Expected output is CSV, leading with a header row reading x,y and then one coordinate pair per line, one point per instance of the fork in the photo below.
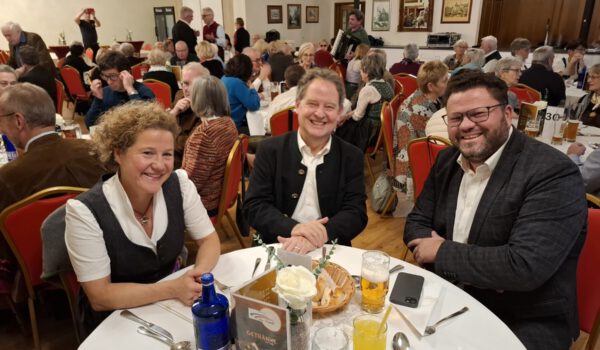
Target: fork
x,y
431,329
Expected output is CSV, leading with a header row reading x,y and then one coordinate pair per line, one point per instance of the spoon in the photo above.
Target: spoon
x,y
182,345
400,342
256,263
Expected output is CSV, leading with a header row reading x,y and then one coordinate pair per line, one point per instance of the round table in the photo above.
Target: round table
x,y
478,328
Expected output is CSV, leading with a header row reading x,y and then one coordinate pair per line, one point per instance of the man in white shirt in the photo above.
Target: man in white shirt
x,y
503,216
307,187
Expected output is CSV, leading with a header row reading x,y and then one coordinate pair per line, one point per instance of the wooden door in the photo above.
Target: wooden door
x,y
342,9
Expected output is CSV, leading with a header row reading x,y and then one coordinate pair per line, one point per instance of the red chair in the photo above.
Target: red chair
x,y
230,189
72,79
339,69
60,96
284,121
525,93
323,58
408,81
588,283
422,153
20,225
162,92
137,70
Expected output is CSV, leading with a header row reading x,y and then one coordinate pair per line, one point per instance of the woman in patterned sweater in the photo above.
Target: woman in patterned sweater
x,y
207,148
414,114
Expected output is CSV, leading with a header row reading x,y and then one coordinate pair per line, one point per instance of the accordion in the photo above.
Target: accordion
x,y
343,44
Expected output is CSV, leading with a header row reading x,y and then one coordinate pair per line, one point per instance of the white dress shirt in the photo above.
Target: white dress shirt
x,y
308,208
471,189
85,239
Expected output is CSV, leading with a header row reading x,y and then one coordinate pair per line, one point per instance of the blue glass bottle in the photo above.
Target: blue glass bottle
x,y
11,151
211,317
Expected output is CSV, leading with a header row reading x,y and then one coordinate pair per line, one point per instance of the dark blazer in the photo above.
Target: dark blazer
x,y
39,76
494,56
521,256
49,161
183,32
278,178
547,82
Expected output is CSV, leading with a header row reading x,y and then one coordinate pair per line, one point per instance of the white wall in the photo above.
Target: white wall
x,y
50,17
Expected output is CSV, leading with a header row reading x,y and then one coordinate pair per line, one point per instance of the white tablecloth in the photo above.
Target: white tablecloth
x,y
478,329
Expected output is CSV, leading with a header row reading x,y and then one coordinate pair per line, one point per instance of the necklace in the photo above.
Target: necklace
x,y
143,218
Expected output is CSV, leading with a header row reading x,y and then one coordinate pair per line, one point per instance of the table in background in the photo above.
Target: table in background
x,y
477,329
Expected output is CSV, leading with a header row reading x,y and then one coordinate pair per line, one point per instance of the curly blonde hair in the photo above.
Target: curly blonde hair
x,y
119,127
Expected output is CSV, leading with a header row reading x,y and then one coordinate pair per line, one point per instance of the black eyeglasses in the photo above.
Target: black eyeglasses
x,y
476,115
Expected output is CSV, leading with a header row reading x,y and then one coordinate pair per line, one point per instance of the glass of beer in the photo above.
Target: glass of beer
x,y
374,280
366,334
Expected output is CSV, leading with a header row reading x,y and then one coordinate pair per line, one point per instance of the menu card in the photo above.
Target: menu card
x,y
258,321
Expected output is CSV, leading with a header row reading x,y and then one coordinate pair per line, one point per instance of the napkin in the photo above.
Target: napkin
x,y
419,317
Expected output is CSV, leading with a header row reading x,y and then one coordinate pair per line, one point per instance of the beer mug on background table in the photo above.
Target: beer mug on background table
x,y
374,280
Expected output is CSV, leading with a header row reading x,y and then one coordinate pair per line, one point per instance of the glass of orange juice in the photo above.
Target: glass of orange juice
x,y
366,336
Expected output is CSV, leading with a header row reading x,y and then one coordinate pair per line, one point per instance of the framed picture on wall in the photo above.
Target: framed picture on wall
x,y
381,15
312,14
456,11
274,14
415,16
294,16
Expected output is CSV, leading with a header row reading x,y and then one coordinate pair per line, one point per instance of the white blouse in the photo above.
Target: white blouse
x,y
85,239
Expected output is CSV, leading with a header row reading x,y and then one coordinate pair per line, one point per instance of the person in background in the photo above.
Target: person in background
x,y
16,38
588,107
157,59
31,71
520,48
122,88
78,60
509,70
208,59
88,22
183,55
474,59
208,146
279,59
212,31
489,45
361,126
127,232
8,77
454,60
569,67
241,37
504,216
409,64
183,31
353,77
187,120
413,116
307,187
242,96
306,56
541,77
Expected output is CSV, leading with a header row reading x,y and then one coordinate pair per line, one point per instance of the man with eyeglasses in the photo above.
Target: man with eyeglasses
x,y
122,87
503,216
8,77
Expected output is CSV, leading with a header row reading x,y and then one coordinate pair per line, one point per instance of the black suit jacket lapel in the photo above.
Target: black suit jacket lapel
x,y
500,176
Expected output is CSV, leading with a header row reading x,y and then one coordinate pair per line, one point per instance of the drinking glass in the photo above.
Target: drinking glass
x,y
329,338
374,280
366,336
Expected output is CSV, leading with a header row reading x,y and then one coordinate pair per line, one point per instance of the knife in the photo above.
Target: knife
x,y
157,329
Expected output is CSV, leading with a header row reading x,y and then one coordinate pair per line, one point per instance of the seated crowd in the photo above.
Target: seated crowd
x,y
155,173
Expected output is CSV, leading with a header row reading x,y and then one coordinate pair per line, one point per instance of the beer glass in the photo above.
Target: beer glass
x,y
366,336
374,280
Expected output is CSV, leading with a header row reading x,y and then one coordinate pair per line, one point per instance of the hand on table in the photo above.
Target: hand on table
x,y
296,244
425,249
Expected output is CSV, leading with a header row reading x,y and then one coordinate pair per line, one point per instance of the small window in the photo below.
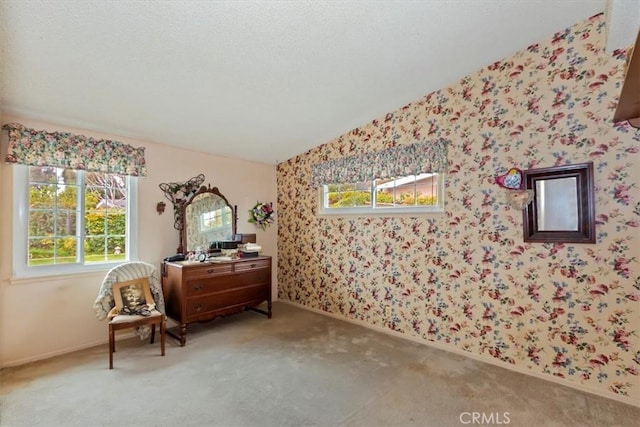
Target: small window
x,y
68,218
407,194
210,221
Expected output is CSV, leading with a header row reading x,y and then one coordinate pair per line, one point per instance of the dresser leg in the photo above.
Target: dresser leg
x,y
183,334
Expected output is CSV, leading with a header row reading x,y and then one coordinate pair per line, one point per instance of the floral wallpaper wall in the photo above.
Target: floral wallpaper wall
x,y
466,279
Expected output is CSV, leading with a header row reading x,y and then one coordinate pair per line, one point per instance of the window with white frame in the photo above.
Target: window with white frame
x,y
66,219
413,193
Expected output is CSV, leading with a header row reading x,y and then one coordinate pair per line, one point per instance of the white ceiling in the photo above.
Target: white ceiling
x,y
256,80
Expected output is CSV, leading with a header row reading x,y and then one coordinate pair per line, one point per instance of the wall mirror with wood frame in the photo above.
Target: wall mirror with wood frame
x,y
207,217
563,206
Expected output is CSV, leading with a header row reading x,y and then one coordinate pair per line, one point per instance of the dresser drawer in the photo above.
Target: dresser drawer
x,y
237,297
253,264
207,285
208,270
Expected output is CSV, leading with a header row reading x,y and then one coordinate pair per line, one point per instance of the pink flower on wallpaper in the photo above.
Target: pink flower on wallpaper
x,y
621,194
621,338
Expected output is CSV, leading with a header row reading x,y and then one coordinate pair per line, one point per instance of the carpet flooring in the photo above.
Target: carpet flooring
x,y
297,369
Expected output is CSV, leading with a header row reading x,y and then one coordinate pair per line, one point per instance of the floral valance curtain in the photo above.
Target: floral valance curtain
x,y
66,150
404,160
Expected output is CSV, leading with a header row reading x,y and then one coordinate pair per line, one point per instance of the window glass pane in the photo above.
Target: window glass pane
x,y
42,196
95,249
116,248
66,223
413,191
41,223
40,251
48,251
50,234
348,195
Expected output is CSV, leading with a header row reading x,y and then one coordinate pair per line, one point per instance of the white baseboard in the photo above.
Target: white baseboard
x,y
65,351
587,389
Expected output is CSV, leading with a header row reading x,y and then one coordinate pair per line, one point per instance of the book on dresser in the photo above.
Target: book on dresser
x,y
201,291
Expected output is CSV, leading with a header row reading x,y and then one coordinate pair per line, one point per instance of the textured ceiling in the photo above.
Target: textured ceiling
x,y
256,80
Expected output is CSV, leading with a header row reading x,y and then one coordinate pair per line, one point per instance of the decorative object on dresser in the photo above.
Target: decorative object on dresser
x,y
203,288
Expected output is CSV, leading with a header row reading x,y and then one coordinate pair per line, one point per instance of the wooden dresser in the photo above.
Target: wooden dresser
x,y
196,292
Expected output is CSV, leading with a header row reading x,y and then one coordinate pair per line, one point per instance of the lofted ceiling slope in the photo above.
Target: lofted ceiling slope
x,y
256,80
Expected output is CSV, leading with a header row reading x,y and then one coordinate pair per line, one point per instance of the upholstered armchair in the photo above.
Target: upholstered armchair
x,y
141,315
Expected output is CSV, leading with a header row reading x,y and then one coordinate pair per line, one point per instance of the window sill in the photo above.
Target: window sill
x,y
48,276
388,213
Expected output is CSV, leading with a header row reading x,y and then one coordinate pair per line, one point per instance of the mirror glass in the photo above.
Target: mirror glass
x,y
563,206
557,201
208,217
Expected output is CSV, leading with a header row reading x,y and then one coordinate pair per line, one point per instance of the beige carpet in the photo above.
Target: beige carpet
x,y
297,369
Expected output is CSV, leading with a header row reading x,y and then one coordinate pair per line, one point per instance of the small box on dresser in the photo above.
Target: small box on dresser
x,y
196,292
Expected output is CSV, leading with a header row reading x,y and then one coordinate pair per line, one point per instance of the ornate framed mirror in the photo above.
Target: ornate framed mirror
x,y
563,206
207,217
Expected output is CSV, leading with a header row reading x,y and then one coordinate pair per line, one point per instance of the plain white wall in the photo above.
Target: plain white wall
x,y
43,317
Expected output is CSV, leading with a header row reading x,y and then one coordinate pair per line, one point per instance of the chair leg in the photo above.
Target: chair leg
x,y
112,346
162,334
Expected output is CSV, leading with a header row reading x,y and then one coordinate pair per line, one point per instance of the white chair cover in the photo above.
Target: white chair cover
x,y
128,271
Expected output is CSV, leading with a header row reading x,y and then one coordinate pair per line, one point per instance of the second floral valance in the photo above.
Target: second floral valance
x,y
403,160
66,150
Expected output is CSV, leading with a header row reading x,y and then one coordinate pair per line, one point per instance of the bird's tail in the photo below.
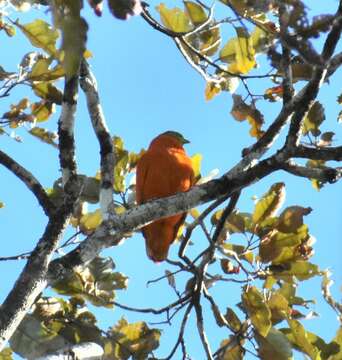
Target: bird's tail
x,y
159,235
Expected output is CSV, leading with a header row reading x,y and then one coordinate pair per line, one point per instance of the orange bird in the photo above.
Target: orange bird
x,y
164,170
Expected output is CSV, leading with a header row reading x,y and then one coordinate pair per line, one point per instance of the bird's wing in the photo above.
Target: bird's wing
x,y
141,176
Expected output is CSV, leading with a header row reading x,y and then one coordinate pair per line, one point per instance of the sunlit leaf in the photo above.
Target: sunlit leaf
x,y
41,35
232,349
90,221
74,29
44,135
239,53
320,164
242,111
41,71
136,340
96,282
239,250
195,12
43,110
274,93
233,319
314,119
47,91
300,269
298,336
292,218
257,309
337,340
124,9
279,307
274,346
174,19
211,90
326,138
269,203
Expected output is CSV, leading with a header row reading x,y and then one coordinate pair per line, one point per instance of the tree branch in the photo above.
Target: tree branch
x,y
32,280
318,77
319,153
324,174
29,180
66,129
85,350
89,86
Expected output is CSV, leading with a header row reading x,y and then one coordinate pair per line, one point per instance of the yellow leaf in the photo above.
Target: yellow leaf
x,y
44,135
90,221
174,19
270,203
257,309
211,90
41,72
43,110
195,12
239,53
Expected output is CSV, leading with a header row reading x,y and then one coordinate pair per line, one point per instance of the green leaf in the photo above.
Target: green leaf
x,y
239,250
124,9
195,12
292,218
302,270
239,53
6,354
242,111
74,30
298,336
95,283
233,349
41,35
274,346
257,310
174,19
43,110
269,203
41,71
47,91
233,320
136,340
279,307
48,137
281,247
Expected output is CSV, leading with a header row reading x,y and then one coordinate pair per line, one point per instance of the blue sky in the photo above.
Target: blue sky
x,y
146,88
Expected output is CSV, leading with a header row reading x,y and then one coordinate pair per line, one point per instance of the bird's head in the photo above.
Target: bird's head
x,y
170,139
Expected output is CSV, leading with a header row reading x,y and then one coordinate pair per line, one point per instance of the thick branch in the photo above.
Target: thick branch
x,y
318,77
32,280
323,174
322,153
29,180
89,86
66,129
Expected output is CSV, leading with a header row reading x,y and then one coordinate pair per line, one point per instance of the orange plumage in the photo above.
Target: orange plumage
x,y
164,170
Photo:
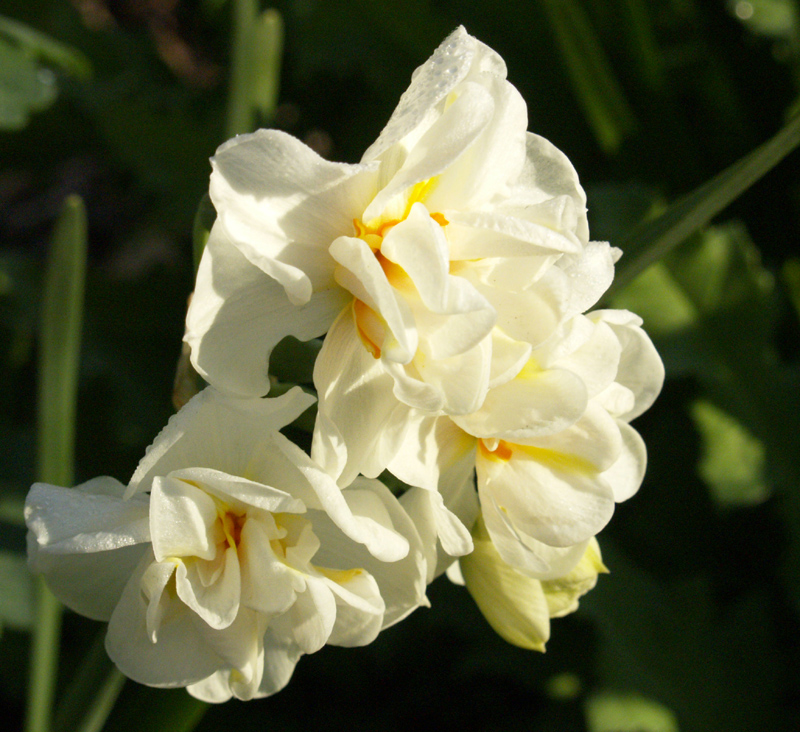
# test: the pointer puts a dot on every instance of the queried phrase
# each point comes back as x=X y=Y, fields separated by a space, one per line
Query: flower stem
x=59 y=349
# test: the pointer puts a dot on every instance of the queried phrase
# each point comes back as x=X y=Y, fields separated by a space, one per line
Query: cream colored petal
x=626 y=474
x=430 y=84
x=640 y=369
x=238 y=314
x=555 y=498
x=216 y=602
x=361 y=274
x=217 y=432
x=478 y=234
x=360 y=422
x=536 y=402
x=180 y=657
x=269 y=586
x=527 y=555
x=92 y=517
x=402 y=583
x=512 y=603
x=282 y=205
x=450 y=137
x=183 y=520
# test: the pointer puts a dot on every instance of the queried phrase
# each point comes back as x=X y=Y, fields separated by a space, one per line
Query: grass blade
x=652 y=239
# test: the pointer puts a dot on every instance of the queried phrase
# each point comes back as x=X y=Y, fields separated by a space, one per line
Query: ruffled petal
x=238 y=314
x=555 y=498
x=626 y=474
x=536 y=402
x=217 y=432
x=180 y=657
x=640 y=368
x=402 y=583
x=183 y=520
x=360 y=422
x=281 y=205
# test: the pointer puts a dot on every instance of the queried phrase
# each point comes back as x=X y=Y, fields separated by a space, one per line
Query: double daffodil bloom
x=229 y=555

+===+

> [Aim of the exercise] Repeat the records above exactly, from the first line through the line containing "sweater in the photo above.", and leave out the pictures.

> [Exercise solution]
Expected output is CSV, leading with a header row reading x,y and then one coordinate pair per line, one point per instance of the fork in the photo below.
Target: fork
x,y
431,329
Expected output is CSV, leading with a header row reading x,y and then one coordinate pair per line, one point per instance of the spoon in the photo above.
Target: spoon
x,y
182,345
400,342
256,263
Expected output is CSV, leading with a header row reading x,y and then one coordinate pair per line, one point per instance of the round table in the photo above.
Target: round table
x,y
478,328
Expected output is CSV, leading with a header row reading x,y and then one coordinate pair per line, one point per instance of the man in white shirt in the photo above.
Target: man in white shirt
x,y
503,216
307,187
Expected output is CSV, leading with a header row reading x,y and then one coordinate pair per line, one point per instance of the wooden door in the photo above.
Target: wooden door
x,y
342,9
Expected output is CSV, leading with a header row reading x,y and then one coordinate pair per line, one point per instance of the red chair in the photo above.
Target: red chair
x,y
230,189
72,79
339,69
60,96
284,121
525,93
323,58
408,81
588,283
422,153
20,225
162,92
137,70
Expected output is CSV, leading with a header row reading x,y and then one coordinate pair per line, one point per instance of the woman in patterned sweater in the photo above.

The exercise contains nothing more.